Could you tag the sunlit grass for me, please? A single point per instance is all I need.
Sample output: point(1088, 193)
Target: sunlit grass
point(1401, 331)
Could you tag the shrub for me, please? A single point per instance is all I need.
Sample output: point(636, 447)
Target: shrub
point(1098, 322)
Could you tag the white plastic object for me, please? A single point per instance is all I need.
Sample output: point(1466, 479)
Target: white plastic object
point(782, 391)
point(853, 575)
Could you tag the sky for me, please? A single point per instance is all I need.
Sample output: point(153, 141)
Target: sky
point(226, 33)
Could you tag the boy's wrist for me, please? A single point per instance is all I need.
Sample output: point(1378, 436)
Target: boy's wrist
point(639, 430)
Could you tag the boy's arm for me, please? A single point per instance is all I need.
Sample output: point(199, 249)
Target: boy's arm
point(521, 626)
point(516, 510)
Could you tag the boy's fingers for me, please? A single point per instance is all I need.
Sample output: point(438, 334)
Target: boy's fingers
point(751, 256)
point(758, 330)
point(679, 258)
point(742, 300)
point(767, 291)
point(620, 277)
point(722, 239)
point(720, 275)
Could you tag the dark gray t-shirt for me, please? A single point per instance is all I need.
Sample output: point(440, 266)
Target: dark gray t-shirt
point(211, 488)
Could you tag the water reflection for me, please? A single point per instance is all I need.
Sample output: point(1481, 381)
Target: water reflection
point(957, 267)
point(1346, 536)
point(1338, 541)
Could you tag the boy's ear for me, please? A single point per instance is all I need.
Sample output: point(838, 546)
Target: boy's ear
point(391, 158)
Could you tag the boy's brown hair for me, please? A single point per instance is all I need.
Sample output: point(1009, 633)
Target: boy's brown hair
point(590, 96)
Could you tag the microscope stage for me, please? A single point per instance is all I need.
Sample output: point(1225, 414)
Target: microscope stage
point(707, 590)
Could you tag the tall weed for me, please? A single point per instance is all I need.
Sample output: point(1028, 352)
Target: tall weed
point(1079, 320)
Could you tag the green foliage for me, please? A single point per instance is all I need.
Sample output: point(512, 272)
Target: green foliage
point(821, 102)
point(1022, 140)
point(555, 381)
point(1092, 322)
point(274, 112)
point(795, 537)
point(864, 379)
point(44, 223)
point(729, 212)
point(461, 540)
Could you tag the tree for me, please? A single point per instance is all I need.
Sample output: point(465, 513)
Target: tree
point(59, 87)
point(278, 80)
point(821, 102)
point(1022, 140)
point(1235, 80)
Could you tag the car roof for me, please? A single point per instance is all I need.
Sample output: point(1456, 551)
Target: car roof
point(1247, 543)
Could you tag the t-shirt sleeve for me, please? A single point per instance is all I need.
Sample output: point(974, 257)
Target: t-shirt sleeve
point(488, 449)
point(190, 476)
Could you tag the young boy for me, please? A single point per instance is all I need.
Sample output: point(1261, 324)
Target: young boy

******

Set task » Rewrite every line of the records above as a numbered list, leaving out any blank lines.

Task answer »
1. Could you tag the sunlit grass for me, please? A single point per instance is all I need.
2. Sample output: point(1088, 193)
3. Target: sunlit grass
4. point(1401, 331)
5. Could you tag the shrub for me, please? A single point per instance is all I need.
6. Sample output: point(636, 447)
7. Target: shrub
8. point(1098, 322)
9. Could you tag the white plastic object for me, please? A single point per instance is all I need.
10. Sample output: point(1466, 479)
11. Target: white plastic object
12. point(782, 391)
13. point(853, 575)
14. Could you tag the sky for me, please? A single point per instance is all I need.
15. Sample output: point(153, 141)
16. Target: sky
17. point(226, 33)
18. Could you tag the boy's wrist for me, please? A single point per instance is all I need.
19. Sample output: point(1378, 436)
20. Target: boy's wrist
21. point(639, 430)
22. Could you tag the boy's arm for me, please? A single point per instance is all I need.
23. Sample output: point(199, 249)
24. Target: boy's arm
25. point(521, 626)
26. point(516, 510)
27. Could you tag the boy's fingers for me, please? A single point per instance is all I need.
28. Sample output: point(438, 334)
29. Target: boy's fingers
30. point(751, 256)
31. point(758, 330)
32. point(679, 258)
33. point(742, 300)
34. point(767, 291)
35. point(620, 277)
36. point(722, 239)
37. point(720, 275)
38. Could you tag the dark gray t-shirt for me, please? A single point per instance is all I need.
39. Sample output: point(440, 266)
40. Target: dark gray t-shirt
41. point(211, 488)
42. Could you tag the water reflection for me, please? A single point per instance is all I need.
43. Sample output: point(1481, 381)
44. Target: water reflection
45. point(957, 267)
46. point(1346, 536)
47. point(1338, 541)
48. Could you tag the boy's ear for me, please? A single point per instance is all I need.
49. Sample output: point(838, 546)
50. Target: boy's ear
51. point(391, 158)
52. Could you tag the boy's brown hair for me, please? A single point per instance is all I need.
53. Sample output: point(1009, 633)
54. Target: boy's brown hair
55. point(590, 96)
56. Could you tag the microscope stage for me, please? A single point per instance is all I need.
57. Sample output: point(1225, 414)
58. Target: microscope stage
59. point(707, 590)
60. Could you tag the tall weed for me, please? A single point per instance is all I need.
61. Sample output: point(1028, 352)
62. Target: tall weed
63. point(1079, 320)
64. Could you tag the green foliage for me, please? A single point per instance is all I need.
65. Sample output: point(512, 272)
66. Target: green foliage
67. point(821, 102)
68. point(1022, 140)
69. point(555, 381)
70. point(1092, 322)
71. point(274, 112)
72. point(795, 537)
73. point(864, 379)
74. point(44, 223)
75. point(729, 212)
76. point(461, 540)
77. Could you tag the tree for me, please? A single point per instance is all I need.
78. Sample output: point(465, 513)
79. Target: tree
80. point(59, 87)
81. point(278, 80)
82. point(821, 102)
83. point(1022, 140)
84. point(1235, 80)
85. Could you tag the car roof for me, please? A single point per instance is all I need.
86. Sample output: point(1456, 551)
87. Target: car roof
88. point(1247, 543)
89. Could you tag the t-shirt sleeve for me, please? A single point per instance is all I need.
90. Sample output: point(974, 257)
91. Target: t-shirt sleeve
92. point(488, 449)
93. point(190, 476)
94. Could you tag the young boy for me, please? A single point per instance is all I need.
95. Sample output: point(1261, 324)
96. Target: young boy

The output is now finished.